▶ **Provided material**
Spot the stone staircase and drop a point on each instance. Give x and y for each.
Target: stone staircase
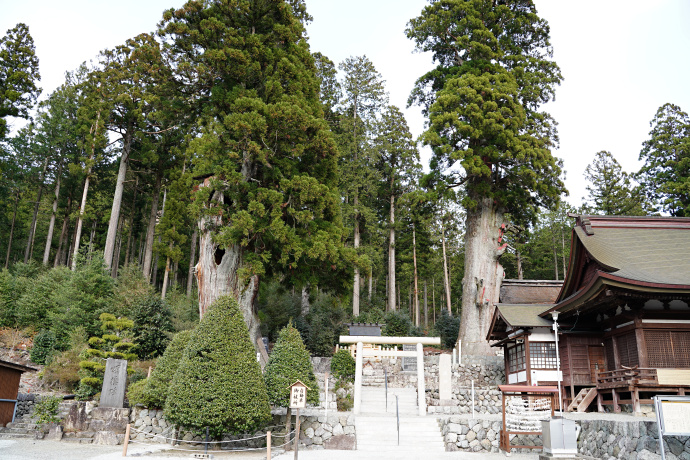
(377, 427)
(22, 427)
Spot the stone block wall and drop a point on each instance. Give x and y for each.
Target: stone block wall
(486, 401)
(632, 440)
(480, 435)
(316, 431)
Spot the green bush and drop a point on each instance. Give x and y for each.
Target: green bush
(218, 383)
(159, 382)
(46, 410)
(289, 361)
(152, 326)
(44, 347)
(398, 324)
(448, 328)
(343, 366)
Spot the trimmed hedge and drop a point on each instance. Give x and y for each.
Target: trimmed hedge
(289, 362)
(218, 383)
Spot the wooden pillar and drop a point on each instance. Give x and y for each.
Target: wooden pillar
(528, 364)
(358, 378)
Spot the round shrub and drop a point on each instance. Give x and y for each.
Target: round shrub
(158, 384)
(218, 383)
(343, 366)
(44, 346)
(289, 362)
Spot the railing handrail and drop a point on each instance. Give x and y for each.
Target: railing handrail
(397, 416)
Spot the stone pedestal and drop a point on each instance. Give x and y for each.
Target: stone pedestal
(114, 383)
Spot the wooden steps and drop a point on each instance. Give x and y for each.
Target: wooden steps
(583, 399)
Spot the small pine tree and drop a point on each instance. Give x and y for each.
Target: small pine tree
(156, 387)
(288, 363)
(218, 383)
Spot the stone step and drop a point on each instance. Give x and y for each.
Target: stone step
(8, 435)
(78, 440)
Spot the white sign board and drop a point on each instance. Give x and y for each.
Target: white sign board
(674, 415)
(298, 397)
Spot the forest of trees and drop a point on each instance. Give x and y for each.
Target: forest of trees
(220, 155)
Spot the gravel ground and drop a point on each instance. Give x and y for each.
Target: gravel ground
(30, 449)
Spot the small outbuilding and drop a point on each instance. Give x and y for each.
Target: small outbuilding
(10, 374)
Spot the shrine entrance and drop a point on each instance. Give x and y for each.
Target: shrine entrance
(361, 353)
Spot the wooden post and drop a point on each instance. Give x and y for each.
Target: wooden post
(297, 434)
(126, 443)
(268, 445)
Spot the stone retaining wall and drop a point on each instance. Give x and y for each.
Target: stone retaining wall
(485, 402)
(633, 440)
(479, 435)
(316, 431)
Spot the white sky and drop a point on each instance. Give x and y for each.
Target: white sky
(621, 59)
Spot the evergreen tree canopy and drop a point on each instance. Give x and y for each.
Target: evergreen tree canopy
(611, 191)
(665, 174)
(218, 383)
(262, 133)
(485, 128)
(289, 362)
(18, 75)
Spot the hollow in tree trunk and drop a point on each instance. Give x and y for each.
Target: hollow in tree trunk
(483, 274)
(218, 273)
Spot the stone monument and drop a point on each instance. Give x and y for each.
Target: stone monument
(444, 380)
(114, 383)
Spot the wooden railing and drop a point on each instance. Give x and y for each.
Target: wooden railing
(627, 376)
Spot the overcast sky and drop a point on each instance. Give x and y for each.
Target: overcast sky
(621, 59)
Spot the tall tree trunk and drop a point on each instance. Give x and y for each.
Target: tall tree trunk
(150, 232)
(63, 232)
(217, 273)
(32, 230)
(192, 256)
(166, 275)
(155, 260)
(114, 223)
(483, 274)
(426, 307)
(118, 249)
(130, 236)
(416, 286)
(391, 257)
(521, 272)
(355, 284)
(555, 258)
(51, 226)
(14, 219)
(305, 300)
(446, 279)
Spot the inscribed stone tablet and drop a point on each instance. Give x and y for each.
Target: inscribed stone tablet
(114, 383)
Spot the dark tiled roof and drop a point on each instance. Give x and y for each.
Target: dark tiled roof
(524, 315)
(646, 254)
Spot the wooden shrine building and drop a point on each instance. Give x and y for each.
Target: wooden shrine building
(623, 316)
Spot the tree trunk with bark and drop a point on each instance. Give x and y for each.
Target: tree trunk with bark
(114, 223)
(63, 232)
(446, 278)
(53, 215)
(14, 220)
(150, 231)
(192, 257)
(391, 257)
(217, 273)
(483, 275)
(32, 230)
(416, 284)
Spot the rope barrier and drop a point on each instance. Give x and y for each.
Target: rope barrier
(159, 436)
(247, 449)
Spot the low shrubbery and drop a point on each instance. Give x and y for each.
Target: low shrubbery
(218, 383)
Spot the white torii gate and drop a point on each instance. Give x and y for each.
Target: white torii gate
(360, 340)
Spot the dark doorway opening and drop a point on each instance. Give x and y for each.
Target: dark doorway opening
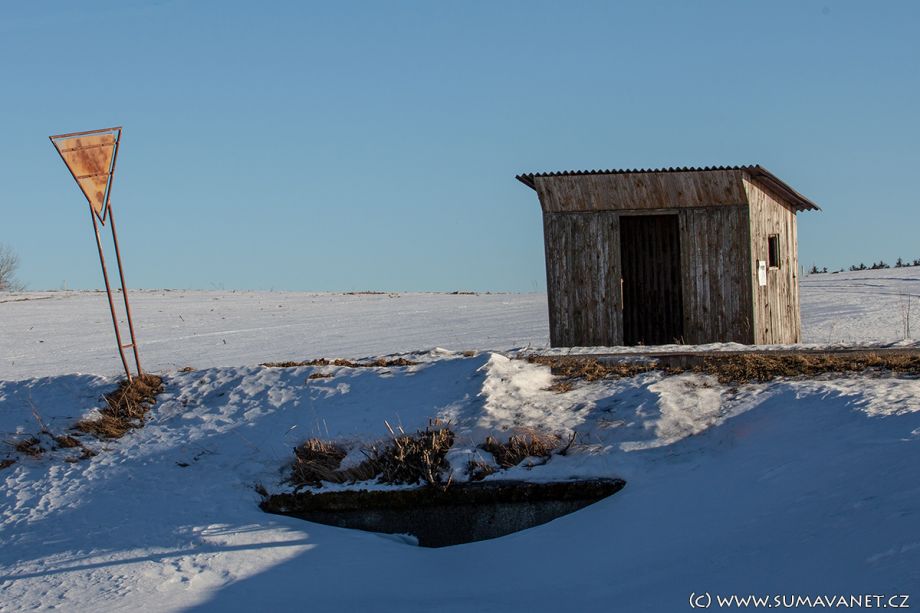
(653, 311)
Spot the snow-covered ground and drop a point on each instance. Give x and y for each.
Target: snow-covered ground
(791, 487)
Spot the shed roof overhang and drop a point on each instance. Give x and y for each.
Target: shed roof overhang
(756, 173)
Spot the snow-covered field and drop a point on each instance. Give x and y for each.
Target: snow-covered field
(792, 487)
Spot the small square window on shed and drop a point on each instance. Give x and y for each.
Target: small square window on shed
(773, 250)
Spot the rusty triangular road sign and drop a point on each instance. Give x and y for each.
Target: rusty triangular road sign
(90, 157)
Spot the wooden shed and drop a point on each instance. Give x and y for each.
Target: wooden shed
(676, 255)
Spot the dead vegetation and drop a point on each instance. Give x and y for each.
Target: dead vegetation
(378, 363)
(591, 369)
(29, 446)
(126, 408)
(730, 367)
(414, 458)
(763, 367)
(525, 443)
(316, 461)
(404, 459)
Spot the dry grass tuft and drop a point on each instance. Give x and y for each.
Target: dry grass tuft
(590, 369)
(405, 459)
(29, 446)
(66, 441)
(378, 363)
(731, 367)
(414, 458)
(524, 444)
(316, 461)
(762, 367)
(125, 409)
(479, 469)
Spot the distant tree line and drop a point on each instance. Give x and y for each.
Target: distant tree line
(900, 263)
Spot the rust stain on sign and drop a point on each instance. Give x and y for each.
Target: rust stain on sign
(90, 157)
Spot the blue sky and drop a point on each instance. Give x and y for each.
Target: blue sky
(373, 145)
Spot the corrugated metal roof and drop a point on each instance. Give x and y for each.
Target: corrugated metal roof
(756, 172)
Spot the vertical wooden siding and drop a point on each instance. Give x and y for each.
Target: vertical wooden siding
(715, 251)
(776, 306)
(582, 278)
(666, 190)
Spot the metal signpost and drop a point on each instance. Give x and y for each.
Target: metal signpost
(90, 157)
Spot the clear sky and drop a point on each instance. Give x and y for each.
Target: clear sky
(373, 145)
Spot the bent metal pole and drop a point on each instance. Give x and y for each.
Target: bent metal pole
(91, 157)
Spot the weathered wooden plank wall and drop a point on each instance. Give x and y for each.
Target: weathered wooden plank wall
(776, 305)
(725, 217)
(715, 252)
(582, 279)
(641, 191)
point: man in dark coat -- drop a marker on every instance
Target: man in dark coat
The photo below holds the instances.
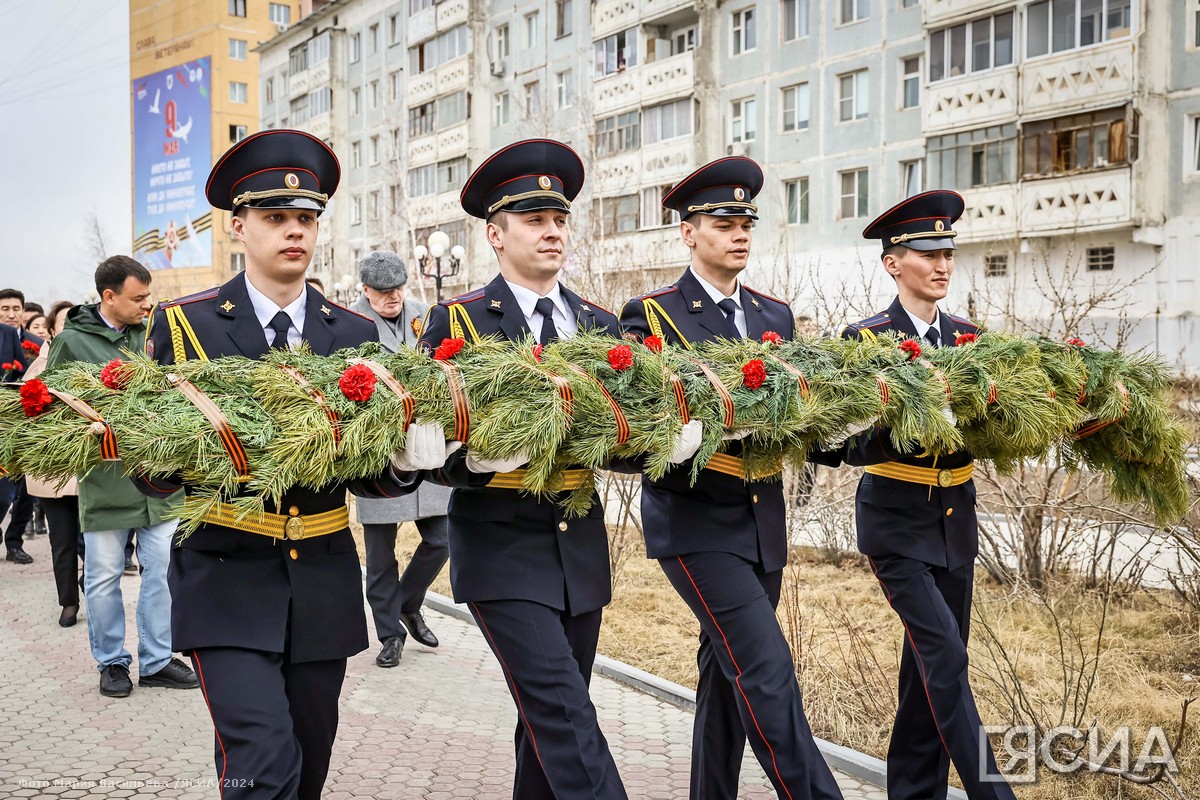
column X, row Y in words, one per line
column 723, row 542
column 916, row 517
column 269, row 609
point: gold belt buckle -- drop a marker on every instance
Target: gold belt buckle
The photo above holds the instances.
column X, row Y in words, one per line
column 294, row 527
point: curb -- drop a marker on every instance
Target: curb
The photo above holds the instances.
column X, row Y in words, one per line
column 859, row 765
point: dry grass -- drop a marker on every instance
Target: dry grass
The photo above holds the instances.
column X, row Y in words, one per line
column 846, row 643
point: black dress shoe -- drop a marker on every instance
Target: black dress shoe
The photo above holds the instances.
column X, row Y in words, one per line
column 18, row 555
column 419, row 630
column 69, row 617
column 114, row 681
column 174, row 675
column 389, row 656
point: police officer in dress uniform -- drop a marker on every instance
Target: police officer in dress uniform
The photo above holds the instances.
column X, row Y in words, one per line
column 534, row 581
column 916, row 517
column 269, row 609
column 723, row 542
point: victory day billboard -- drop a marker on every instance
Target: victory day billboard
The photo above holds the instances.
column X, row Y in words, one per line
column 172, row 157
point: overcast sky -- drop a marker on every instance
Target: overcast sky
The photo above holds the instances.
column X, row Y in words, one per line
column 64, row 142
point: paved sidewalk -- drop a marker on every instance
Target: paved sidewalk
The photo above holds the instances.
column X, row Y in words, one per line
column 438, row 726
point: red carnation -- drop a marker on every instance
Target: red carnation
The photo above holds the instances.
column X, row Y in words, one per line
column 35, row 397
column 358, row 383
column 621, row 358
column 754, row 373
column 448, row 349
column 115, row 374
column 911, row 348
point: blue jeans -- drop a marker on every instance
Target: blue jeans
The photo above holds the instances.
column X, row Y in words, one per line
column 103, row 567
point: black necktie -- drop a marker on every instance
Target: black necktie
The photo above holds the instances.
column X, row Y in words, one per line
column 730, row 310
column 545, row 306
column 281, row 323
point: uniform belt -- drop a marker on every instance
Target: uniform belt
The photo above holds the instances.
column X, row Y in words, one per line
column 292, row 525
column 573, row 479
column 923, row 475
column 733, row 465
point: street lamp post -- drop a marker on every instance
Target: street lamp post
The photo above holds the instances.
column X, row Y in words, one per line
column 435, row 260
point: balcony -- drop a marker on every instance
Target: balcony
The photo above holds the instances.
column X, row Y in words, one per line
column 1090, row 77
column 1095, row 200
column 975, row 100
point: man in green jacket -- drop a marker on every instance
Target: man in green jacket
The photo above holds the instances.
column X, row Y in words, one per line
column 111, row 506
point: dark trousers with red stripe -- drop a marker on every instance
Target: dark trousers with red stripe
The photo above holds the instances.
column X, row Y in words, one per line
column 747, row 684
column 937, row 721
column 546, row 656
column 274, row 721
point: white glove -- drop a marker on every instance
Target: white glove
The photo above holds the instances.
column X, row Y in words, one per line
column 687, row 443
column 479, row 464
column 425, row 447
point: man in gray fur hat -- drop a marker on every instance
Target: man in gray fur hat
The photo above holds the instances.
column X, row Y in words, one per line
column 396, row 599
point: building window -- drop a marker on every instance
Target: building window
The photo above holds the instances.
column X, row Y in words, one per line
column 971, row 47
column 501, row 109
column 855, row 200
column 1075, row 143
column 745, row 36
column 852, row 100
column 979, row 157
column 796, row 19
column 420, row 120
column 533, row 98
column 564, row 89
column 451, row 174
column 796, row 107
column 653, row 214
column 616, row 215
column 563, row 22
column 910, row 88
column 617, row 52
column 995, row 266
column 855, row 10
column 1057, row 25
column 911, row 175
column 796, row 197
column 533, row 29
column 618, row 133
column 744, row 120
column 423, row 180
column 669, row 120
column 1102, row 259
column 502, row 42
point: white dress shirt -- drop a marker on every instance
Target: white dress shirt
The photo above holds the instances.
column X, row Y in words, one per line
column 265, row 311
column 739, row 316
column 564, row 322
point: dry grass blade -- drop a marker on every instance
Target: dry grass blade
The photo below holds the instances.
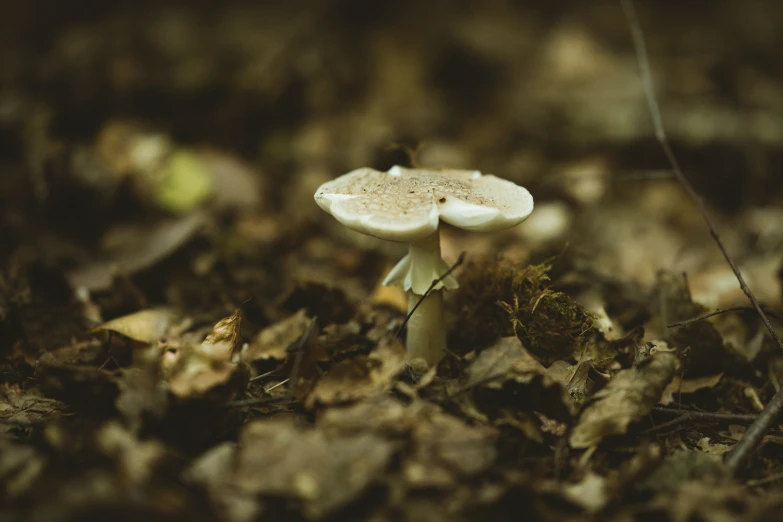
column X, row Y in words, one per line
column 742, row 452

▶ **What the task requires**
The lines above starting at the one that contains "Target: white sky" and ending at the one that contains "Spot the overcast" must be transcribed exactly, and no other lines may appear.

▶ **Answer section**
Target: white sky
(621, 59)
Spot the evergreen tree canopy and drop a point on each instance. Give x and y for each.
Target: evergreen tree canopy
(611, 191)
(665, 174)
(218, 383)
(262, 133)
(485, 128)
(289, 362)
(18, 75)
Spot the hollow in tree trunk and drop a point on each instance. Give x and y for each.
Target: hollow in tree trunk
(483, 274)
(218, 273)
Spot the stone monument and drop a point on each instance. Give x and y for each.
Target: stone monument
(444, 380)
(114, 383)
Spot the wooden railing and drop a point on each instance. Give x and y for each.
Target: wooden railing
(627, 376)
Spot the overcast sky and drop a point on each instance. Give x and y for each.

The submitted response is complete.